**WORK INSTRUCTIONS:** Format the material below as a numbered list, one entry per line, skipping blank lines and leaving out the pictures.
** start of PROVIDED DATA **
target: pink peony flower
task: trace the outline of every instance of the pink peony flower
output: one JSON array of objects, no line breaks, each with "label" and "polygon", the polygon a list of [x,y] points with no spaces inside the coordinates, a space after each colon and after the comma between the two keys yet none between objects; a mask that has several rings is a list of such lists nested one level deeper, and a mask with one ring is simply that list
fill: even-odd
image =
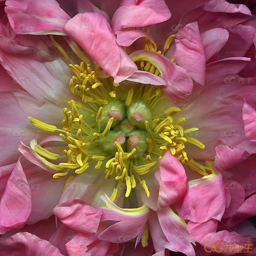
[{"label": "pink peony flower", "polygon": [[4,255],[241,244],[248,222],[234,227],[255,215],[250,9],[59,2],[6,0],[0,23]]}]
** end of PROVIDED DATA **
**RESULT BELOW:**
1. target: pink peony flower
2. task: trace the outline of every instance of the pink peony flower
3. output: one JSON array of objects, no line breaks, each with "label" and "polygon", the polygon a list of [x,y] points with no spaces inside the coordinates, a space after each colon and after the comma between the two keys yet none between objects; a mask that has several rings is a list of such lists nested one level deeper, and a mask with one ring is simply that list
4. fill: even-odd
5. image =
6. [{"label": "pink peony flower", "polygon": [[4,255],[241,244],[248,222],[234,227],[255,215],[250,9],[59,2],[6,0],[0,23]]}]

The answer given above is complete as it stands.